SELECTED EXTRACT:
○ ○ ○ ○ ○
Commission Directive 98/64/EC of 3 September 1998 establishing Community methods of analysis for the determination of amino-acids, crude oils and fats, and olaquindox in feedingstuffs and amending Directive 71/393/EEC (Text with EEA relevance)
COMMISSION DIRECTIVE 98/64/EC of 3 September 1998 establishing Community methods of analysis for the determination of amino-acids, crude oils and fats, and olaquindox in feedingstuffs and amending Directive 71/393/EEC (Text with EEA relevance)
THE COMMISSION OF THE EUROPEAN COMMUNITIES,
Having regard to the Treaty establishing the European Community,
Having regard to Council Directive 70/373/EEC of 20 July 1970 on the introduction of Community methods of sampling and analysis for the official control of feedingstuffs (1), as last amended by the Act of Accession of Austria, Finland and Sweden, and in particular Article 2 thereof,
Whereas Directive 70/373/EEC stipulates that official controls of feedingstuffs for the purpose of checking compliance with the requirements arising under the laws, regulations and administrative provisions governing their quality and composition must be carried out using Community methods of sampling and analysis;
Whereas Council Directive 79/373/EEC of 2 April 1979 on the marketing of compound feedingstuffs (2), as last amended by Commission Directive 97/47/EC (3), and Council Directive 93/74/EEC of 13 September 1993 on feedingstuffs intended for particular nutritional purposes (4), as last amended by Directive 96/25/EC (5), stipulate that amino-acids and crude oils and fats are to be set out on the feedingstuffs label;
Whereas Council Directive 70/524/EEC of 23 November 1970 concerning additives in feedingstuffs (6), as last amended by Commission Directive 98/19/EC (7), stipulates that the olaquindox content must be indicated on the labelling where this substance is added to compound feedingstuffs;
Whereas the second Commission Directive 71/393/EEC of 18 November 1971 establishing Community methods of analysis for the official control of feedingstuffs (8), as last amended by Commission Directive 84/4/EEC (9), sets out methods for analysis for, inter alia, the determination of crude oils and fats; whereas it is appropriate to modify the method described;
Whereas Community methods of analysis must be established for checking these substances;
Whereas the measures provided for in this Directive are in accordance with the opinion of the Standing Committee for Feedingstuffs,
HAS ADOPTED THIS DIRECTIVE:
Article 1
The Member States shall provide that analyses conducted with a view to official controls of the amino-acid, crude oil and fat, and olaquindox content of feedingstuffs are carried out using the methods set out in the Annex hereto.
○ ○ ○ ○ ○
RECORDS SHOWN:
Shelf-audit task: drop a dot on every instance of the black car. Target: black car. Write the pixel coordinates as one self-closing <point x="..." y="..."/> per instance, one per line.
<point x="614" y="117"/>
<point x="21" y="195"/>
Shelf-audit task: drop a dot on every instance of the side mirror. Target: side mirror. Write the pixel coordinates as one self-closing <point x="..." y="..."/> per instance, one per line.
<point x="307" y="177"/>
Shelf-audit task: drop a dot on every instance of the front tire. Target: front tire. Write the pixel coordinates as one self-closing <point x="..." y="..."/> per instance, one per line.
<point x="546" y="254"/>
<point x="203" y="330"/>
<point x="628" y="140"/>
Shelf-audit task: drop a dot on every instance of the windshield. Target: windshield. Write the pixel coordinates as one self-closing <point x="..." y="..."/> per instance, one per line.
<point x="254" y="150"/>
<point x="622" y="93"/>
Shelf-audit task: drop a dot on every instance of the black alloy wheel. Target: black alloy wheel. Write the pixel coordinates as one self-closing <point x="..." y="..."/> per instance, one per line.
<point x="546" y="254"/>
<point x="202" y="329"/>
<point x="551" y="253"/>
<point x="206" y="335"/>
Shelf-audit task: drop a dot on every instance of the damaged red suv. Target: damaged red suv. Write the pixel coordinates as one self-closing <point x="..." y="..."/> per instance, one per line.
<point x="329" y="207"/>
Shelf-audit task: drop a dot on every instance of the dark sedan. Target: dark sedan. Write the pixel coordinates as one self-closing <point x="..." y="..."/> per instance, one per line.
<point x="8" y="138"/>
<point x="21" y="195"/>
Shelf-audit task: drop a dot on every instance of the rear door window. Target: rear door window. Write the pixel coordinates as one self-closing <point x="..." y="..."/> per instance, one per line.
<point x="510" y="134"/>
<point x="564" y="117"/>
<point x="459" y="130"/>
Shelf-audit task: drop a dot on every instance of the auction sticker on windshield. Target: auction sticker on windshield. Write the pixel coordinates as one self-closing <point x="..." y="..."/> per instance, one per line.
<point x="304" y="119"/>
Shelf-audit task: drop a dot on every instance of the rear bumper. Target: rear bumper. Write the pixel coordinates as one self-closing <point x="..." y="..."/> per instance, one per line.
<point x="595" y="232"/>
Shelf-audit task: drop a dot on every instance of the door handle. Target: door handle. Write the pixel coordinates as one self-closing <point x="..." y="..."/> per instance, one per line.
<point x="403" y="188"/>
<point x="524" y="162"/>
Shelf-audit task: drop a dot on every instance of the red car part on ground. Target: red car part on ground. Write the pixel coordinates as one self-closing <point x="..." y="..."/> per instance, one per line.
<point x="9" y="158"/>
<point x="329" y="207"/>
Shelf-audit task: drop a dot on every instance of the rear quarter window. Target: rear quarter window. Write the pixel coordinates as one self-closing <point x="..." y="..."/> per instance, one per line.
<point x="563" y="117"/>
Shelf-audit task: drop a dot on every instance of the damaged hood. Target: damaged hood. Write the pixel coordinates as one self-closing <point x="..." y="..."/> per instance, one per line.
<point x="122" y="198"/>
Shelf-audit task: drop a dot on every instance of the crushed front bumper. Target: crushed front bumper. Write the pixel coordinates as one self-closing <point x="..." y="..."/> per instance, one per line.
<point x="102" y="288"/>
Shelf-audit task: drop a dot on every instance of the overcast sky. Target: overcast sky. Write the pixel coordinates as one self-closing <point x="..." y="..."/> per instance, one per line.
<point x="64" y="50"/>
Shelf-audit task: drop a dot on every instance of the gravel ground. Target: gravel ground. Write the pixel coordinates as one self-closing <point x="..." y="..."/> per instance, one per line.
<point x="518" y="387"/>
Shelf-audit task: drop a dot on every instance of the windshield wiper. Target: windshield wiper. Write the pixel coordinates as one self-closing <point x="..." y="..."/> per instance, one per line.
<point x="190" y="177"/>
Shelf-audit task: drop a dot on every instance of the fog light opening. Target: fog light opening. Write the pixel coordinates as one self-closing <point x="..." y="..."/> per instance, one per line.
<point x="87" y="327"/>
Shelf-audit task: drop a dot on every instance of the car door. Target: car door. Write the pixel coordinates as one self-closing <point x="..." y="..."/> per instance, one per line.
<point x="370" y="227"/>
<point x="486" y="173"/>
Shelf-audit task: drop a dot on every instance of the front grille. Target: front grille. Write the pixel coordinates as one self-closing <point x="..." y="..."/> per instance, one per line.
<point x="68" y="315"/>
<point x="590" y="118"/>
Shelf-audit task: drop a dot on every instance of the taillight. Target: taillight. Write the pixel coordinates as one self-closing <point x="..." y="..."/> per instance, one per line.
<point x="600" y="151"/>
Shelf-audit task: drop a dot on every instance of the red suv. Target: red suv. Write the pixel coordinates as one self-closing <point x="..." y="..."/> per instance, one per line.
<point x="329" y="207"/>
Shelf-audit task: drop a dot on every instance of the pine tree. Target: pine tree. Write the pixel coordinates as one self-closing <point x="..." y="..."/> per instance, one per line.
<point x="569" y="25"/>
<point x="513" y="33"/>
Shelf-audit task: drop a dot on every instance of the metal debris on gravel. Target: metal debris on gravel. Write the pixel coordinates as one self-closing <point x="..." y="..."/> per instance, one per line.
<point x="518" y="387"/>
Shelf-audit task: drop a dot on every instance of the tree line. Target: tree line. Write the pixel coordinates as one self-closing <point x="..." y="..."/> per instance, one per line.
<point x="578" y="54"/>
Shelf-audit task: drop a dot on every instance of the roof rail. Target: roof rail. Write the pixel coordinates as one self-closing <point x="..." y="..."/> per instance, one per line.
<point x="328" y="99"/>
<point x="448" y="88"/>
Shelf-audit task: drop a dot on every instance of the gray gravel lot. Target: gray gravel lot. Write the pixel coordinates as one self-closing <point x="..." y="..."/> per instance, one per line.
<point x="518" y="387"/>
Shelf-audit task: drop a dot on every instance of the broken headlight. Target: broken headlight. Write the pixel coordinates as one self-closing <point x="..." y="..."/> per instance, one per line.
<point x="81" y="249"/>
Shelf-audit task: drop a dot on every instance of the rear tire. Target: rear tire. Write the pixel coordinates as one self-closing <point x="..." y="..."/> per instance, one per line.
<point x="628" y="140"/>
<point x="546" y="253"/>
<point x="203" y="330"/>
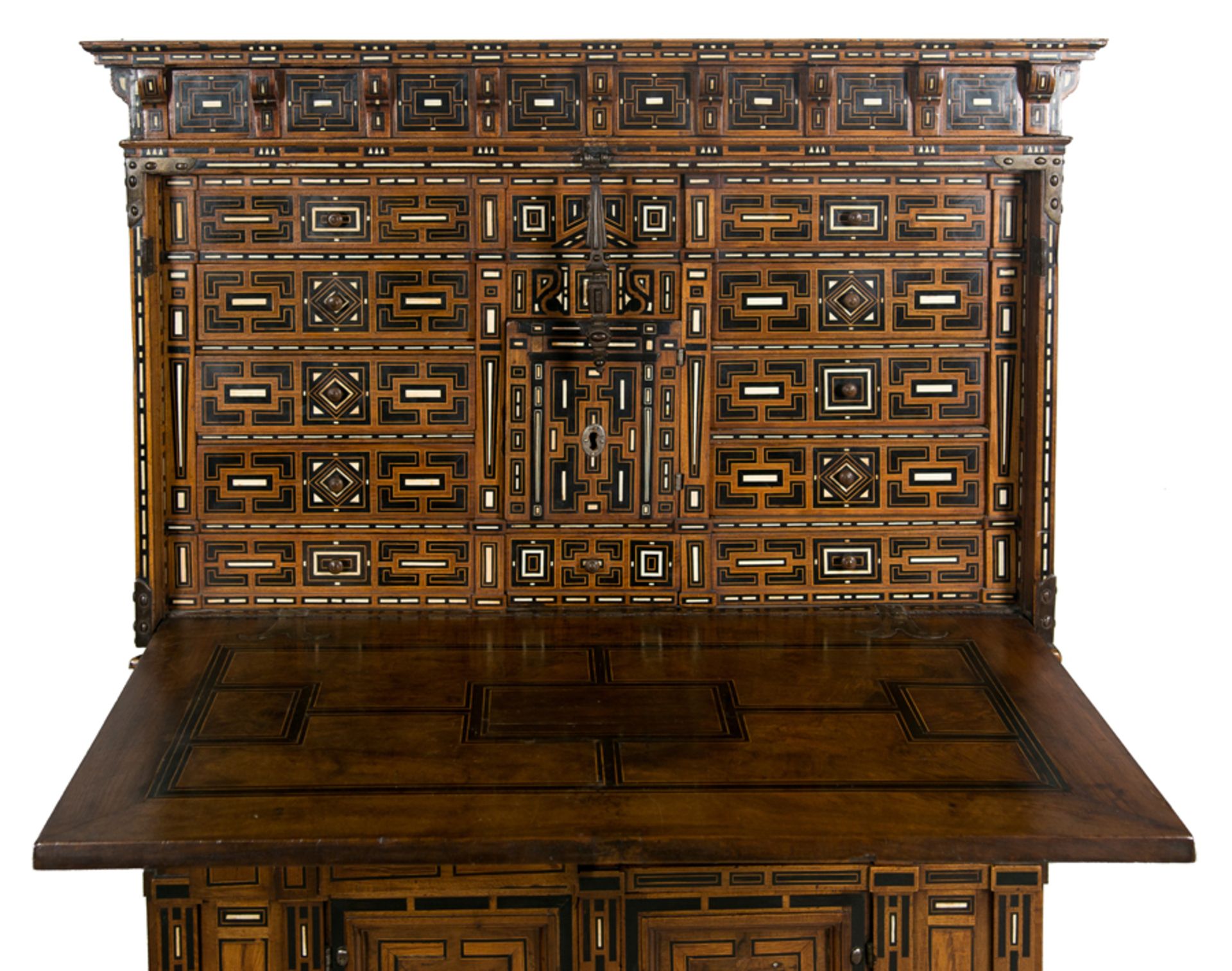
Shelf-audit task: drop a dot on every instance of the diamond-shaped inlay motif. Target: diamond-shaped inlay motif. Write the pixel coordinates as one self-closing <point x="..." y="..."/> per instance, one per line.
<point x="336" y="482"/>
<point x="336" y="301"/>
<point x="336" y="393"/>
<point x="846" y="477"/>
<point x="851" y="300"/>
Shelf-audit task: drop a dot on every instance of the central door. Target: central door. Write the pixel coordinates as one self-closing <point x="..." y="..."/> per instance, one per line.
<point x="588" y="442"/>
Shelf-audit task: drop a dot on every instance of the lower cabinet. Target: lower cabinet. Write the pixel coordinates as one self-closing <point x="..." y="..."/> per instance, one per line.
<point x="567" y="918"/>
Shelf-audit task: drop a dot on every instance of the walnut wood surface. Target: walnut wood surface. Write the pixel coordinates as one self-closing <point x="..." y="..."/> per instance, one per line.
<point x="604" y="739"/>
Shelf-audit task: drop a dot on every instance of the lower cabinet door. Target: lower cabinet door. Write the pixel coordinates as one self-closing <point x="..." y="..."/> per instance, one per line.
<point x="815" y="940"/>
<point x="435" y="943"/>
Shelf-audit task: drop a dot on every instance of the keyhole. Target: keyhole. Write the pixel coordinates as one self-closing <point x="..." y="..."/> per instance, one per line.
<point x="593" y="440"/>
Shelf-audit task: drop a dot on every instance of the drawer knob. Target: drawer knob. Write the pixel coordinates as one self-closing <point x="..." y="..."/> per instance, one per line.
<point x="851" y="300"/>
<point x="855" y="217"/>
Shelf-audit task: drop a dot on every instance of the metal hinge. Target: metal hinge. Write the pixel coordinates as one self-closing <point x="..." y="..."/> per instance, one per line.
<point x="1038" y="249"/>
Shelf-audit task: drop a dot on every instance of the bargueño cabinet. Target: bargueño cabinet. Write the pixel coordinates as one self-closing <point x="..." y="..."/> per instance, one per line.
<point x="595" y="510"/>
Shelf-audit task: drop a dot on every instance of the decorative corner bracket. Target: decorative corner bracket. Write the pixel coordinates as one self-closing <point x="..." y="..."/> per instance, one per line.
<point x="143" y="604"/>
<point x="893" y="619"/>
<point x="1051" y="173"/>
<point x="139" y="169"/>
<point x="1045" y="616"/>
○ ○ ○ ○ ○
WORK REQUIRED: Write the next part of the directive on methods for analyzing feedingstuffs, starting after its Article 1.

SOLVED EXERCISE:
Article 2
In the Annex to Commission Directive 71/393/EEC, point '4. Determination of crude oils and fats` is replaced by part B of the annex to this Directive.
Article 3
1. Member States shall bring into force the laws, regulations or administrative provisions necessary to comply with this Directive by 31 December 1998. They shall immediately inform the Commission thereof.
They shall apply the measures from 1 January 1999.
When Member States adopt these measures, they shall contain a reference to this Directive or shall be accompanied by such reference at the time of their official publication. The procedure for such reference shall be adopted by Member States.
2. Member States shall communicate to the Commission the text of the main provisions of domestic law which they adopt in the field governed by this Directive.
Article 4
This Directive shall enter into force on the 20th day following its publication in the Official Journal of the European Communities.
Article 5
This Directive is addressed to the Member States.
Done at Brussels, 3 September 1998.
For the Commission
Franz FISCHLER
Member of the Commission
(1) OJ L 170, 3. 8. 1970, p. 2.
(2) OJ L 86, 6. 4. 1979, p. 30.
(3) OJ L 211, 5. 8. 1997, p. 45.
(4) OJ L 237, 22. 9. 1993, p. 23.
(5) OJ L 125, 23. 5. 1996, p. 35.
(6) OJ L 270, 14. 12. 1970, p. 1.
(7) OJ L 96, 28. 3. 1998, p. 39.
(8) OJ L 279, 20. 12. 1971, p. 7.
(9) OJ L 15, 18. 1. 1984, p. 28.
ANNEX
PART A
DETERMINATION OF AMINO ACIDS
1. Purpose and scope
This method is for the determination of free (synthetic and natural) and total (peptide bound and free) amino acids in feedingstuffs, using an amino acid analyzer. It is applicable to the following amino acids: cyst(e)ine, methionine, lysine, threonine, alanine, arginine, aspartic acid, glutamic acid, glycine, histidine, isoleucine, leucine, phenylalanine, proline, serine, tyrosine and valine.
The method does not distinguish between the salts of amino acids and it cannot differentiate between D and L forms of amino acids. It is not valid for the determination of tryptophan or hydroxy analogues of amino acids.
2. Principle
2.1. Free amino acids
The free amino acids are extracted with diluted hydrochloric acid. Coextracted nitrogenous macromolecules are precipitated with sulfosalicylic acid and removed by filtration. The filtered solution is adjusted to pH 2,20. The amino acids are separated by ion exchange chromatography and determined by reaction with ninhydrin with photometric detection at 570 nm.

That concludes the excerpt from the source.